=== Given problem A ===
In the passage on the 2024 Pendle Borough Council election, rewrite more briefly the paragraph beginning "The council was under no overall control", keeping its main facts.
=== Given problem B ===
According to the passage on the 2024 Pendle Borough Council election, how many votes did Tom Whipp receive in the Barnoldswick ward?
=== Given problem C ===
Write what would follow the last line of the passage on the 2024 Pendle Borough Council election.

=== Selected passage ===
....

12 of 33 seats on Pendle Borough Council 17 seats needed for a majority
|  | First party | Second party | Third party |
|  | Blank | Blank | Blank |
| Leader | Nadeem Ahmed |  | David Whipp |
| Party | Conservative | Independent | Liberal Democrats |
| Last election | 14 seats, 40.2% | 1 seat, 0% | 7 seats, 15.9% |
| Seats before | 13 | 12 | 7 |
| Seats won | 4 | 5 | 3 |
| Seats after | 13 | 12 | 8 |
| Seat change | −1 | +7 | +1 |
| Popular vote | 7,703 | 7,448 | 3,356 |
| Percentage | 34.5% | 33.4% | 15.0% |
| Swing | −5.7% | +33.4% | −0.9% |
|  | Fourth party | Fifth party |
|  | Blank | Blank |
| Party | Labour | Green |
| Last election | 11 seats, 39.7% | 0 seats, 0% |
| Seats before | 0 | 0 |
| Seats won | 0 | 0 |
| Seats after | 0 | 0 |
| Seat change | −11 | Steady |
| Popular vote | 3,285 | 508 |
| Percentage | 14.7% | 2.2% |
| Swing | −25.0% | −1.8% |
| Leader before election Asjad Mahmood Independent No overall control | Leader after election Asjad Mahmood Independent No overall control |

= 2024 Pendle Borough Council election =

2024 English local election

The 2024 Pendle Borough Council election took place on 2 May 2024 to elect a third of the council for the Borough of Pendle in Lancashire, England, on the same day as other local elections in England.

The council was under no overall control prior to the election. It had been governed by a coalition of Labour and the Liberal Democrats until the entire Labour caucus left the party in April 2024.

Labour lost all their seats they were defending to Independents. Following the election the Independent Group (being the former Labour councillors) and the Liberal Democrats continued to run the council.

==Ward results==
Incumbent councillors denoted by an asterisk (*). These seats were last up for election when new ward boundaries were introduced in 2021 - percentage changes are calculated based on the mean party result in 2021.

===Barnoldswick===

Barnoldswick
| Party |  | Candidate | Votes | % | ±% |
|---|---|---|---|---|---|
|  | Liberal Democrats | Tom Whipp* | 1,009 | 58.3 | +7.5 |
|  | Conservative | Carol Ann Goulthorp | 377 | 21.8 | −9.4 |
|  | Labour | Euan Coulston | 260 | 15.0 | −0.3 |
|  | Green | Sylvia Joyce Godfrey | 84 | 4.9 | N/A |
| Majority |  |  | 632 | 36.5 |  |
| Turnout |  |  | 1,730 | 26.4 |  |
|  | Liberal Democrats hold |  | Swing |  |  |

 * Elected as a Liberal Democrat Councillor for Barnoldswick in 2021.

....

[Entries from a collection]
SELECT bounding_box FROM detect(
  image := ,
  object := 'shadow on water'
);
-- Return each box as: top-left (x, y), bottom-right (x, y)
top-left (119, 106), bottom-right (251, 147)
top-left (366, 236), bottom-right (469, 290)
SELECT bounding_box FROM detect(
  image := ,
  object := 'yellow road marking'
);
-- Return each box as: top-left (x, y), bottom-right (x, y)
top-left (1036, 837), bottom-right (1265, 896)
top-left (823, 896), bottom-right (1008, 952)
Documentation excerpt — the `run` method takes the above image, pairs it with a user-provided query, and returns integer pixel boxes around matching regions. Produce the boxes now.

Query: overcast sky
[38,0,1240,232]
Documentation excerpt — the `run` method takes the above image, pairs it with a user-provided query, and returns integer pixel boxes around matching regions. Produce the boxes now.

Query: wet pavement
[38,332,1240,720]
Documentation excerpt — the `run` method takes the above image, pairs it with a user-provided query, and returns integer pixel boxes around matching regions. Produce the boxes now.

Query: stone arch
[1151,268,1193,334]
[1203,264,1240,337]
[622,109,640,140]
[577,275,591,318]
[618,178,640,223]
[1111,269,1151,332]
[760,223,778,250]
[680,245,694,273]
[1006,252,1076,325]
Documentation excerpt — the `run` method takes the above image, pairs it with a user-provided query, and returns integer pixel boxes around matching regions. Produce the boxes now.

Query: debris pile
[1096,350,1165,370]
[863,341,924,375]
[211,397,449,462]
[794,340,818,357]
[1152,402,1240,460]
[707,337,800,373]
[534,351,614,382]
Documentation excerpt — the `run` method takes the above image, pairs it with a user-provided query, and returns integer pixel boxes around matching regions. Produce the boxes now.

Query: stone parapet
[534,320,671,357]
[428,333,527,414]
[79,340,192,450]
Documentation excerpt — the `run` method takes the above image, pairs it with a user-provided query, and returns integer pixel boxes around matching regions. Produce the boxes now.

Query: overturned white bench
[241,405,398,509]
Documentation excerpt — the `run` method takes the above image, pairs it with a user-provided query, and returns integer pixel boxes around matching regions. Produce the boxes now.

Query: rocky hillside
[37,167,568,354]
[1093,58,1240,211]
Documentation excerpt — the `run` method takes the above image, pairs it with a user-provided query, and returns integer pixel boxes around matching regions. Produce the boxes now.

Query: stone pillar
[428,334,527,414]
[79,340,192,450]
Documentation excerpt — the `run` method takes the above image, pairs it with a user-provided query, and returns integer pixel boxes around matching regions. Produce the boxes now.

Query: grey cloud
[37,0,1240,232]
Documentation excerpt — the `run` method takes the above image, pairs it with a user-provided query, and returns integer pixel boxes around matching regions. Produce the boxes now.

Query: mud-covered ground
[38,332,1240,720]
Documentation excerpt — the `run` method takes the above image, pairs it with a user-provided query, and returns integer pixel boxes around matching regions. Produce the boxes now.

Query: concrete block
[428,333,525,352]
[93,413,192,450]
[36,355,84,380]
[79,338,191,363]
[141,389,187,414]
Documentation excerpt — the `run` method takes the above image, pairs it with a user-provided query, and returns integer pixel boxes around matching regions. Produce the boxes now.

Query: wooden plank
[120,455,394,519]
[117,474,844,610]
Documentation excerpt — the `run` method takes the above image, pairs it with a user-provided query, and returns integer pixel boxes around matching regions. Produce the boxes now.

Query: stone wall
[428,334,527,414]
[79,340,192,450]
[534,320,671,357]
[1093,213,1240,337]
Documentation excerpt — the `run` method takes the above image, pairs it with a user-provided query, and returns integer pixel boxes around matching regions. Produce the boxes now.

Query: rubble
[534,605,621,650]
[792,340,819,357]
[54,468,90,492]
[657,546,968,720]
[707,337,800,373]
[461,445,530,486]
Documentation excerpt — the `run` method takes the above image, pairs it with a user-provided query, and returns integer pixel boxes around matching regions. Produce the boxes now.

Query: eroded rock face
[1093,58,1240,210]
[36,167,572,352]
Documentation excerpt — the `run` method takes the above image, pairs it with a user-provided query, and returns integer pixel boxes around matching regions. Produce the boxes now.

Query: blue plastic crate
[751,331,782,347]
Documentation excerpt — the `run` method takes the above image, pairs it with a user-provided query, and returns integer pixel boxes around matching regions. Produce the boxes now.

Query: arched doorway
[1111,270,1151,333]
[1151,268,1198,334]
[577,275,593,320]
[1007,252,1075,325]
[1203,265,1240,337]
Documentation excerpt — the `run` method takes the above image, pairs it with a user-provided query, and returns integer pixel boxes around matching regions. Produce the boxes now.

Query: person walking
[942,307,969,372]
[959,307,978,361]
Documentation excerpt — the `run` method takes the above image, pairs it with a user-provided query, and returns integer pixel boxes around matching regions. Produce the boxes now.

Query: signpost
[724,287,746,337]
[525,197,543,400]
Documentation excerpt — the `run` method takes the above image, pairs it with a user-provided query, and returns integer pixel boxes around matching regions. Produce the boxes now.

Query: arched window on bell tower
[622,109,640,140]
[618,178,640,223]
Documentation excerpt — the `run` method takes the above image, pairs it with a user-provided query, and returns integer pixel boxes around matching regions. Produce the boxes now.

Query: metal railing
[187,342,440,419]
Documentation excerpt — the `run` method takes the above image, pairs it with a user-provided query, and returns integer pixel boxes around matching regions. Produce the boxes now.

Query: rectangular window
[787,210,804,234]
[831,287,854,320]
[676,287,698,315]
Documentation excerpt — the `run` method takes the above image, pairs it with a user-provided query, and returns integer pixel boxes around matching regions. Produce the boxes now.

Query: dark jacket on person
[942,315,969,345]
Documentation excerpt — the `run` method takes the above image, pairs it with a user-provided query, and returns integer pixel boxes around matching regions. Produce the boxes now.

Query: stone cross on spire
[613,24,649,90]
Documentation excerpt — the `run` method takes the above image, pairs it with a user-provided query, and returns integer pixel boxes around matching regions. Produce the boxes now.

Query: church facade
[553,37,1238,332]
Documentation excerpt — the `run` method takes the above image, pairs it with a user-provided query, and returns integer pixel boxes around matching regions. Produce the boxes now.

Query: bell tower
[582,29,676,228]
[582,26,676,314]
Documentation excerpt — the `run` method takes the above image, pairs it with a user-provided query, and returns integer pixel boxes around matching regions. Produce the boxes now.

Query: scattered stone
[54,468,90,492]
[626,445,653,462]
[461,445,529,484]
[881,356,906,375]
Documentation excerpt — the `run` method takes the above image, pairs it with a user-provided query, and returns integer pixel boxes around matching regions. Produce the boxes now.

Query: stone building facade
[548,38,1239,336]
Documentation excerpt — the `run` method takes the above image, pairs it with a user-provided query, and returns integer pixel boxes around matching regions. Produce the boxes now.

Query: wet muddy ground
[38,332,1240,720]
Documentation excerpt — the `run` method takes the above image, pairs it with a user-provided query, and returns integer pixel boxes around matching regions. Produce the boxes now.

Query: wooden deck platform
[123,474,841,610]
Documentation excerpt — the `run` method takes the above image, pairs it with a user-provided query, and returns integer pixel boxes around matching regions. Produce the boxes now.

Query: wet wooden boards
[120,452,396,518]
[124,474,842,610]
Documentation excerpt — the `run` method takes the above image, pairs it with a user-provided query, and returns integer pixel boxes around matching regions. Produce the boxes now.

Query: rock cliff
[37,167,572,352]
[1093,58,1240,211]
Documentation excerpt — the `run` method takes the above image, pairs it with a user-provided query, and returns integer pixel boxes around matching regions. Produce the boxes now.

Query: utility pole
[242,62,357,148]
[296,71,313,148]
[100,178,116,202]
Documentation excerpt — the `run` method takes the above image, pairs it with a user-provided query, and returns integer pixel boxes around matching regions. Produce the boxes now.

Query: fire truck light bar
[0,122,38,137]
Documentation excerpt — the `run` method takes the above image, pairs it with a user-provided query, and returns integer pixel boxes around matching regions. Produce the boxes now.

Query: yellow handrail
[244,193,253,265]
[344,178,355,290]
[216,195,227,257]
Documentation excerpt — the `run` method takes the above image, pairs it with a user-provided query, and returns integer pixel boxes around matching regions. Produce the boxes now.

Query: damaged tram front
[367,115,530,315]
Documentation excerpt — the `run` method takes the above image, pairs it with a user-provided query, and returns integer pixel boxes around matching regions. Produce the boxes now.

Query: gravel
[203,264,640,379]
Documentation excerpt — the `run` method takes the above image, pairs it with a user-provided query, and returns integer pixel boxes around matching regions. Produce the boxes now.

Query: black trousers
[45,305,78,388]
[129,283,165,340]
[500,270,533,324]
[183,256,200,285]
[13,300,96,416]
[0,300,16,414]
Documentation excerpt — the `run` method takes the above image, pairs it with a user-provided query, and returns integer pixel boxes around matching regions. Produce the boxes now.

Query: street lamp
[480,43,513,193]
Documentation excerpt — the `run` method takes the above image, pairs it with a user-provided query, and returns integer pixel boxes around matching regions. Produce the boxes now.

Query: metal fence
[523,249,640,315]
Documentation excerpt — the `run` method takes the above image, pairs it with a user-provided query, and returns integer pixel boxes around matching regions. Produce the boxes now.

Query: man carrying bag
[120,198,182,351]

....

=== Task result A ===
Before the election the council had no overall control. A Labour and Liberal Democrat coalition governed it until every Labour councillor left the party in April 2024.

=== Task result B ===
1,009 votes.

=== Task result C ===
===Barrowford and Pendleside===

Barrowford and Pendleside
| Party |  | Candidate | Votes | % | ±% |
|---|---|---|---|---|---|
|  | Conservative | Nadeem Ahmed* | 1,099 | 51.4 | −14.0 |
|  | Labour | Susan Frances Nike | 888 | 41.5 | +17.4 |
|  | Liberal Democrats | Philip Alfred Berry | 153 | 7.1 | +0.1 |
| Majority |  |  | 211 | 211 |  |
| Turnout |  |  | 2,140 | 36.2 |  |
|  | Conservative hold |  | Swing |  |  |

 * Elected as a Conservative Councillor for Barrowford and Pendleside in 2022.

===Boulsworth and Foulridge===

Boulsworth and Foulridge
| Party |  | Candidate | Votes | % | ±% |
|---|---|---|---|---|---|
|  | Conservative | Sarah Elizabeth Cockburn-Price* | 1,254 | 63.0 | −0.4 |
|  | Labour | Wayne Blackburn | 457 | 22.9 | +7.5 |
|  | Liberal Democrats | Robin Hargreaves | 158 | 7.9 | −17.7 |
|  | Green | Lyndsey Taylor | 123 | 6.2 | N/A |
| Majority |  |  | 797 | 40.1 |  |
| Turnout |  |  | 1,992 | 31.6 |  |
|  | Conservative hold |  | Swing |  |  |

 * Elected as a Conservative Councillor for Boulsworth and Foulridge in 2021.

===Bradley===

Bradley
| Party |  | Candidate | Votes | % | ±% |
|---|---|---|---|---|---|
|  | No Label | Mohammed Iqbal* | 1665 | 55.2 | +4.9 |
|  | Conservative | Hassan Mahmood | 1351 | 44.8 | +3.3 |
| Majority |  |  | 314 | 10.4 |  |
| Turnout |  |  | 3,016 | 48.3 |  |
|  | Independent gain from Labour |  | Swing |  |  |

 * Elected as a Labour Councillor for Bradley in 2021, defected to the Independent Group in April 2024.

===Brierfield East and Clover Hill===

Brierfield East and Clover Hill
| Party |  | Candidate | Votes | % | ±% |
|---|---|---|---|---|---|
|  | Independent | Naeem Hussain Ashraf* | 1789 | 75.3 | +20.6 |
|  | Conservative | Adam Jake Brierley | 586 | 24.7 | −14.1 |
| Majority |  |  | 1203 | 50.6 |  |
| Turnout |  |  | 2375 | 38.1 |  |
|  | Independent gain from Labour |  | Swing |  |  |

 * Elected as a Labour Councillor for Brierfield East and Clover Hill in 2021, defected to the Independent Group in April 2024.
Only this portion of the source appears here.